> _About this task_:
All of the records below must be reproduced exactly, minus any pictures.

# # #

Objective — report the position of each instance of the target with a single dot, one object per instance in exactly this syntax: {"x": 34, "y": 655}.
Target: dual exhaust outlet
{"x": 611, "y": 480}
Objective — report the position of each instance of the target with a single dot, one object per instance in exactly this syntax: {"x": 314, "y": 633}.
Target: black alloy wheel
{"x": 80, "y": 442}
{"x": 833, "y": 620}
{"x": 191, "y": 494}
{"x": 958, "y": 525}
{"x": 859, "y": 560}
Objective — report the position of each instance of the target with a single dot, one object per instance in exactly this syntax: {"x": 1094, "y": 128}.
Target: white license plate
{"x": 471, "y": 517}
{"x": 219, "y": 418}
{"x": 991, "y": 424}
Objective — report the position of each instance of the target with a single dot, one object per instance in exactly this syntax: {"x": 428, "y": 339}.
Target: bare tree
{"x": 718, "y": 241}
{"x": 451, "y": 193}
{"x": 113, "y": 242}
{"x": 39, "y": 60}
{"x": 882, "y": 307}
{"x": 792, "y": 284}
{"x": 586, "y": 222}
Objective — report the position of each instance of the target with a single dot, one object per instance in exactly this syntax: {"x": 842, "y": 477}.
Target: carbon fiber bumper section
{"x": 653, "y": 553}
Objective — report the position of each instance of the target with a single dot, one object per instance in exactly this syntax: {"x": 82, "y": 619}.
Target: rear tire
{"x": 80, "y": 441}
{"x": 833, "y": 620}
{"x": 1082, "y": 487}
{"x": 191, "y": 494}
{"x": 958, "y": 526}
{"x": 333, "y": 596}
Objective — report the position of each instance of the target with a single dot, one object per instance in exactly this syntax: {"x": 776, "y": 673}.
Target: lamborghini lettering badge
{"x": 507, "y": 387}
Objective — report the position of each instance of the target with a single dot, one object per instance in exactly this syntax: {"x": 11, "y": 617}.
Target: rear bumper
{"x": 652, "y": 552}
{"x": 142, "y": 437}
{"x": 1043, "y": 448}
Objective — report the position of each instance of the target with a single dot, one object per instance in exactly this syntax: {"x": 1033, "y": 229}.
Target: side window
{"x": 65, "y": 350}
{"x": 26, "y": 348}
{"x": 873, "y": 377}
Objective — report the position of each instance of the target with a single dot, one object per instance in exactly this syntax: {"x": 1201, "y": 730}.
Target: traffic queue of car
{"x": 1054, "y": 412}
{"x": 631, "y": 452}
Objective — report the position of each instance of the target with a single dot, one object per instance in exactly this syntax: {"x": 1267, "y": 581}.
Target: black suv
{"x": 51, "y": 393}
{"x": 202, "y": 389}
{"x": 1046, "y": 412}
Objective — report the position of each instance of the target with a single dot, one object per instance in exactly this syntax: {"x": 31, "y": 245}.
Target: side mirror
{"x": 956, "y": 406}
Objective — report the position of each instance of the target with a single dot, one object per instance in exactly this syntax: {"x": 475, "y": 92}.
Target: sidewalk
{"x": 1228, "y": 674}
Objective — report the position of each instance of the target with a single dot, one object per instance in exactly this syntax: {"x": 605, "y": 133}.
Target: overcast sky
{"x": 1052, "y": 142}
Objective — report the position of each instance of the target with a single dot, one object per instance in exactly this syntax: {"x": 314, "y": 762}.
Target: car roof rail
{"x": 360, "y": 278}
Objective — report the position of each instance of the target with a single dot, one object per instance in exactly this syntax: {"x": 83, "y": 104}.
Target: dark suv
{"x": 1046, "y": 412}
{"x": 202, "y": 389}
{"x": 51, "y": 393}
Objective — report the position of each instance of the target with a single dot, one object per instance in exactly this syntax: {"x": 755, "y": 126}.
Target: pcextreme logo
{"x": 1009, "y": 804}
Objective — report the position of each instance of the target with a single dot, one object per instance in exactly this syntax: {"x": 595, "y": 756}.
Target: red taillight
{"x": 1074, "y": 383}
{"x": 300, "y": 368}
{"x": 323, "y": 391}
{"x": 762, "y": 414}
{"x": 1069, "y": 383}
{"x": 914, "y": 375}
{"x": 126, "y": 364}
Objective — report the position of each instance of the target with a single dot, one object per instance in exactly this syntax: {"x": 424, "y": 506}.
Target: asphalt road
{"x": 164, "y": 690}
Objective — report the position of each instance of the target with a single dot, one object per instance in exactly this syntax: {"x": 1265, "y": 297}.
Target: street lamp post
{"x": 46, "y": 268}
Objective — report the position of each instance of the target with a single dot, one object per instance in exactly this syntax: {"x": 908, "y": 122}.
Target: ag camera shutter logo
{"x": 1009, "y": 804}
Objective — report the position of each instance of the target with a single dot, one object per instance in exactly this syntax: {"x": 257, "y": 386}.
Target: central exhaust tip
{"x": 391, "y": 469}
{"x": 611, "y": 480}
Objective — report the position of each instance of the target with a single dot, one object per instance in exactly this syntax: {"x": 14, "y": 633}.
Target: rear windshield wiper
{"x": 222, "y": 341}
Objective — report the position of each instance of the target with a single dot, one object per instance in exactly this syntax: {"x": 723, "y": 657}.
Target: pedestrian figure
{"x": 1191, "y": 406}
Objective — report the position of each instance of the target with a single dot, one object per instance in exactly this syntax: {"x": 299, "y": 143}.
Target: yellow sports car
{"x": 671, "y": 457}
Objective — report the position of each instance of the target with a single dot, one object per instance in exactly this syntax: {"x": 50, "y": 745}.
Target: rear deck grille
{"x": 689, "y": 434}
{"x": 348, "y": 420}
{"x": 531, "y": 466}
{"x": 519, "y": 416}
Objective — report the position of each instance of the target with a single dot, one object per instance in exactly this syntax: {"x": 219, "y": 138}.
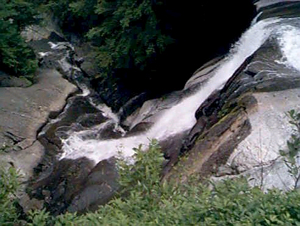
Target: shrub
{"x": 146, "y": 200}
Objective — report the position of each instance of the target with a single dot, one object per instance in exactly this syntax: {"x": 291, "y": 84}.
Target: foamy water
{"x": 181, "y": 117}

# # #

> _Response to the exercise_:
Objective — report the position of each instance of the target with a single dot, one object per instance in exactly this syntax: {"x": 34, "y": 655}.
Target: dual exhaust outlet
{"x": 611, "y": 480}
Objective — report the position of each instance of the target with a single dot, one object per instance in exactly this syntax: {"x": 314, "y": 633}.
Target: black alloy wheel
{"x": 80, "y": 442}
{"x": 833, "y": 620}
{"x": 191, "y": 494}
{"x": 958, "y": 525}
{"x": 859, "y": 560}
Objective — report the position of each instance of the target with a single dot, one object per instance in exactly this syntax: {"x": 1094, "y": 128}.
Target: white license plate
{"x": 471, "y": 517}
{"x": 219, "y": 418}
{"x": 991, "y": 424}
Objective — report the position of each instance of the target with a single dot, one object per instance in exactly this syntax: {"x": 428, "y": 339}.
Target: bare tree
{"x": 718, "y": 241}
{"x": 451, "y": 193}
{"x": 113, "y": 242}
{"x": 39, "y": 60}
{"x": 882, "y": 307}
{"x": 792, "y": 284}
{"x": 586, "y": 222}
Objective — report the position of each instance of the target with a single dot, one object per instance in exactly this syntax: {"x": 842, "y": 477}.
Target: carbon fiber bumper section
{"x": 653, "y": 553}
Objective — report the position of each instance of the target with a single dot, one object per instance in exactly this syntax: {"x": 82, "y": 619}.
Target: rear tire
{"x": 80, "y": 441}
{"x": 833, "y": 620}
{"x": 1082, "y": 487}
{"x": 191, "y": 494}
{"x": 958, "y": 526}
{"x": 333, "y": 596}
Objective — report the position of each instance of the target with a single dot, one object per instance in exactly this syntax: {"x": 776, "y": 673}.
Target: lamborghini lettering badge
{"x": 507, "y": 387}
Objective — report the position of each instance of the target with a single dot, one object per instance in exactly this syntax: {"x": 11, "y": 617}.
Target: rear bumper
{"x": 652, "y": 552}
{"x": 142, "y": 437}
{"x": 1043, "y": 448}
Objective — report the position of each instance of the target with a single dot, one object per instance in exactly this syntax: {"x": 1033, "y": 229}.
Target: side window
{"x": 65, "y": 350}
{"x": 26, "y": 348}
{"x": 873, "y": 377}
Objective — report the position of each instance of the target with a single dot, one object per instance in exactly this syntax: {"x": 1201, "y": 730}.
Target: traffic queue of car
{"x": 1054, "y": 412}
{"x": 631, "y": 452}
Objective — report the position of each instance of the target with a single dot, one object per instance in exactly this syntax: {"x": 1267, "y": 581}.
Target: black suv
{"x": 51, "y": 393}
{"x": 202, "y": 389}
{"x": 1046, "y": 412}
Objective — report the position of each instance of the target with a single dot, one object per instance in exactly this syntax: {"x": 31, "y": 245}.
Target: side mirror
{"x": 956, "y": 406}
Objective — report the position of each instance of the target with a single dot, one object per instance in exactly this syntax: {"x": 475, "y": 92}.
Target: sidewalk
{"x": 1228, "y": 674}
Objective — report the position of each instance of the target with a single dot, one object per instance in exactly this syntax: {"x": 605, "y": 133}.
Target: overcast sky
{"x": 1052, "y": 142}
Objective — report the position of each instance of the target with a single dot, one object per instance in exactly this syntax: {"x": 314, "y": 762}.
Target: car roof rail
{"x": 360, "y": 278}
Objective — report the position of each instance of the target with a single dot, one object per instance in exactly this syntax: {"x": 83, "y": 104}.
Target: dark suv
{"x": 1046, "y": 412}
{"x": 202, "y": 389}
{"x": 51, "y": 393}
Objective — report the position of each instance of the target with a single dot, one object per instance in exactly this syntax: {"x": 755, "y": 126}.
Target: pcextreme logo
{"x": 1009, "y": 804}
Objective — report the position of each instance of the target with a single dot, one object per instance in exactly this syntax: {"x": 595, "y": 756}.
Target: red taillight
{"x": 1074, "y": 383}
{"x": 300, "y": 368}
{"x": 323, "y": 391}
{"x": 762, "y": 414}
{"x": 1069, "y": 383}
{"x": 914, "y": 375}
{"x": 126, "y": 364}
Objective — report the position of each instance of the target with a single dot, one object per instance in exactly this syntax: {"x": 424, "y": 506}.
Target: asphalt road
{"x": 164, "y": 690}
Objective — report the position of each instance of the target with a single dot, one object per instance in exactly this syntax: {"x": 1265, "y": 297}.
Target: street lamp post
{"x": 46, "y": 268}
Objective — report the position of each instance of the target with a single dot, one object per instance in exactly this syntax: {"x": 908, "y": 122}.
Target: ag camera shutter logo
{"x": 1009, "y": 804}
Objective — report the position of each instance of the target with a single dot, one object per instance in exactly this syntax: {"x": 257, "y": 386}.
Target: central exhaust tip
{"x": 391, "y": 469}
{"x": 611, "y": 480}
Objective — report the position of each instance of the target with a single dot, one object per instance in exactly this syntax: {"x": 14, "y": 633}.
Target: rear windshield wiper
{"x": 222, "y": 341}
Objective — report the position of each instance of the target with a single dot, one object per instance in exactly this syntax: {"x": 723, "y": 657}.
Target: pedestrian figure
{"x": 1191, "y": 406}
Objective — report the position of each instance of the target with a single dot, one object per instance in exactly this syntax: {"x": 299, "y": 143}.
Target: yellow sports car
{"x": 671, "y": 457}
Objective — report the position of each instance of the target with a single dot, one object per instance in exactly this syntax: {"x": 50, "y": 745}.
Target: rear deck grille
{"x": 689, "y": 434}
{"x": 348, "y": 420}
{"x": 531, "y": 466}
{"x": 519, "y": 416}
Objective — report the position of each instance of the target with a single dot, one object per instance in exactly this syntax: {"x": 219, "y": 138}.
Target: shrub
{"x": 146, "y": 200}
Objective — report the position of each instance of the target with a single dot, one object per instance in exactly this syntax: {"x": 291, "y": 84}.
Target: foamy water
{"x": 181, "y": 117}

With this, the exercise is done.